# Task objective
Reproduce every line of the records, from the line containing "Where can you see the rock" through the last line, inclusive. Offset each coordinate in the answer points by 69, and leave all other lines unchanged.
[Begin Given entries]
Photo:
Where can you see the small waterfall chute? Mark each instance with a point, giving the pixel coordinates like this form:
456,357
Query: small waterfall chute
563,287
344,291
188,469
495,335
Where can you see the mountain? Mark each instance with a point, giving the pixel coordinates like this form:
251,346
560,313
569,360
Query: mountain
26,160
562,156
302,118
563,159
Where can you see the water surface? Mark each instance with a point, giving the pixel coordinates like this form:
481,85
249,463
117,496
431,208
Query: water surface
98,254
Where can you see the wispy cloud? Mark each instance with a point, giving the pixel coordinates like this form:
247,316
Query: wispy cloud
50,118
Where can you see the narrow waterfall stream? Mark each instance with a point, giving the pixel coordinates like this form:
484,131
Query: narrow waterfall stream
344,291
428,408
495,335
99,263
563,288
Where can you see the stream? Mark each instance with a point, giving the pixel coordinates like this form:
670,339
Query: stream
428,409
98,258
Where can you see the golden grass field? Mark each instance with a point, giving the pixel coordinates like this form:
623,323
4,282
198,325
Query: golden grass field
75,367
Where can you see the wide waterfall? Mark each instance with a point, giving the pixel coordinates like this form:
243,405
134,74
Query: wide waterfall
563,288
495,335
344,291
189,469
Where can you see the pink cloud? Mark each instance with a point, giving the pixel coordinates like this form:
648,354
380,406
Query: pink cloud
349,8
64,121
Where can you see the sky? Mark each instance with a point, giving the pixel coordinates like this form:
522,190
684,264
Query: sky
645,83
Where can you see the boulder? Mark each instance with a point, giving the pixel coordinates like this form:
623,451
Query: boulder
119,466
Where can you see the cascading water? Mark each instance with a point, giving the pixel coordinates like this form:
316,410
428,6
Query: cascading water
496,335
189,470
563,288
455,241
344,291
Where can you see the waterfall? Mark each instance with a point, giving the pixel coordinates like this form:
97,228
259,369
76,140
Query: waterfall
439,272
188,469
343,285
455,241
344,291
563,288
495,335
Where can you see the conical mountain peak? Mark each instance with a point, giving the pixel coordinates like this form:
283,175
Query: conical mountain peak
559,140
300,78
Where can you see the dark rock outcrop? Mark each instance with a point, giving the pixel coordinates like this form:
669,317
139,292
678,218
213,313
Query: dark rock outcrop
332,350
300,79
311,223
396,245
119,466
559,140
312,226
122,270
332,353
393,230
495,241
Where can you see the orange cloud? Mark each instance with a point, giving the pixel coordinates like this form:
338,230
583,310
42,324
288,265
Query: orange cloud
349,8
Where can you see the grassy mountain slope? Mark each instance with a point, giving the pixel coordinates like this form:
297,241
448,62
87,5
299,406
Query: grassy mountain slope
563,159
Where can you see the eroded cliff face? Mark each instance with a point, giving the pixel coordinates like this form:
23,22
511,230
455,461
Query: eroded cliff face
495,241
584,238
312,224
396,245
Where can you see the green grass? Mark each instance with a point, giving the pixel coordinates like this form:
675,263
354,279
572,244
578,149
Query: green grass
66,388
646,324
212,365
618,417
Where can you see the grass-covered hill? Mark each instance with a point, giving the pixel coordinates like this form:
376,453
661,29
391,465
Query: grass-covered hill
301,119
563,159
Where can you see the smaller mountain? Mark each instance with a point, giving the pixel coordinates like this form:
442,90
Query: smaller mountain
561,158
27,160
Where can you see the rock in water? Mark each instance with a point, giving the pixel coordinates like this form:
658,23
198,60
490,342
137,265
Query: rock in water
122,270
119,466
[End Given entries]
# Finished answer
Where can you see the rock in water? Mark each instance with a point, giving the pixel coordinates like this form:
658,23
198,60
490,342
137,265
Query: rock in water
191,339
188,535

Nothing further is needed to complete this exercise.